All of the records below need to be copied exactly.

──────── WORKING DATA ────────

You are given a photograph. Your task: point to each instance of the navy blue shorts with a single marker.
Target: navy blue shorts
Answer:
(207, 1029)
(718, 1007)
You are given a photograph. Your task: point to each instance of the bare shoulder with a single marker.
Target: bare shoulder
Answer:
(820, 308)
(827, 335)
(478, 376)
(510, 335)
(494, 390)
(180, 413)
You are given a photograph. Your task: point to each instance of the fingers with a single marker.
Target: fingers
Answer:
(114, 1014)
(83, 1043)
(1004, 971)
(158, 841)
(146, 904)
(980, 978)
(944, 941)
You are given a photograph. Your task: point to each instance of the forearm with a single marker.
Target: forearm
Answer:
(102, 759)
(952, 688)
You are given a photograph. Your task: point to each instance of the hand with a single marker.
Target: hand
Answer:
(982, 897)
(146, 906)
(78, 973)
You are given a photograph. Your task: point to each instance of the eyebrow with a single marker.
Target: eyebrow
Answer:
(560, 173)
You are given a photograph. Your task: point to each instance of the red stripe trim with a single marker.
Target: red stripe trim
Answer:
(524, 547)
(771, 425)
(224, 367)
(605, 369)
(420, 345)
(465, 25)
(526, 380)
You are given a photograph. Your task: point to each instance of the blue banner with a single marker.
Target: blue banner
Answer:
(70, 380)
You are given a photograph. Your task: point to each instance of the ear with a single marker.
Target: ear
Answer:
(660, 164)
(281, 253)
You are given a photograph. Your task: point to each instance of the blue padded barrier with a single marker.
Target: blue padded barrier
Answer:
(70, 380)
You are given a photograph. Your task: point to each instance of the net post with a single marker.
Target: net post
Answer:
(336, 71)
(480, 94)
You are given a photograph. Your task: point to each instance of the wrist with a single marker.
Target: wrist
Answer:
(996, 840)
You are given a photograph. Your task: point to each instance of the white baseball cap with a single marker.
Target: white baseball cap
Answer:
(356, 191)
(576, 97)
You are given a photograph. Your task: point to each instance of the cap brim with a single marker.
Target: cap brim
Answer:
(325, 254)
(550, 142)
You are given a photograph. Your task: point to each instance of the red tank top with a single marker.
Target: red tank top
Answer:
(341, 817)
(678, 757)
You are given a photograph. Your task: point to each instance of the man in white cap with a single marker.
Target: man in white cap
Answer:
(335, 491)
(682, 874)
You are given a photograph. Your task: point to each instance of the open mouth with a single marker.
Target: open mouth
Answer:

────────

### WRITTEN ANSWER
You are given a photograph. Your task: point to each instance of the navy blue shorts with a single marker.
Target: navy blue shorts
Answer:
(207, 1029)
(718, 1007)
You are given a photograph. Your task: point to each instance of the bare shoulder with a single marker.
Target: bare shoulder
Answer:
(820, 308)
(827, 335)
(478, 376)
(510, 335)
(494, 390)
(180, 413)
You are given a photograph. Your task: point to each instance of the fingers with a single marker.
Target: fingers
Answer:
(114, 1014)
(83, 1043)
(1004, 971)
(158, 841)
(146, 904)
(980, 978)
(944, 941)
You are given a photograph. Your task: point to each instance of the forearm with a single marker.
Target: forearm
Answer:
(102, 759)
(952, 688)
You are given a photograph. Your task: point to each instance of the hand with a single marker.
Target: hand
Answer:
(982, 897)
(146, 906)
(78, 973)
You are given a photograph. Your task: point to each instance of the eyebrow with a single marker.
Target: eyebrow
Answer:
(560, 173)
You are given a photograph. Your task: point to each instance of the red stripe trim with a single marker.
Target: red stripe trim
Answer:
(524, 547)
(771, 425)
(224, 367)
(605, 369)
(420, 345)
(465, 25)
(526, 380)
You are given a photograph. Your task: point to each instance of the blue banner with a single marker.
Target: blue banner
Answer:
(70, 380)
You are given a photograph. Your task: point to each instance of the ear with a single marker.
Target: ear
Answer:
(660, 164)
(281, 253)
You are given a photograph. Your task: point to each instance of the blue padded barrier with a single marker.
Target: blue padded barrier
Answer:
(70, 380)
You are given a photograph. Your task: point to each instance of the net post with a single marker.
Target: net post
Answer:
(336, 71)
(480, 94)
You are given a photograph. Your task: point to each instance of the wrist with a single marker.
Target: wrist
Answer:
(996, 840)
You are given a photograph. Your task: point to each instance of the white baseball cap with a single marker.
Target: white baseball cap
Answer:
(356, 191)
(576, 97)
You are given a photograph. Your task: point to each instance of the cap brim with a single marker.
Target: cap brim
Answer:
(325, 254)
(550, 142)
You are given a photograph. Your task: point to each instance of the red tank top with a single marker.
Target: red tank top
Answer:
(341, 817)
(678, 757)
You are given a photograph. Your task: point to each instance of the man in white cap with a single marker.
Target: man in white cap
Answer:
(335, 491)
(682, 874)
You are given a photograph. Your task: point to each instance of the open mouth with a single marker.
Target: open mouth
Answer:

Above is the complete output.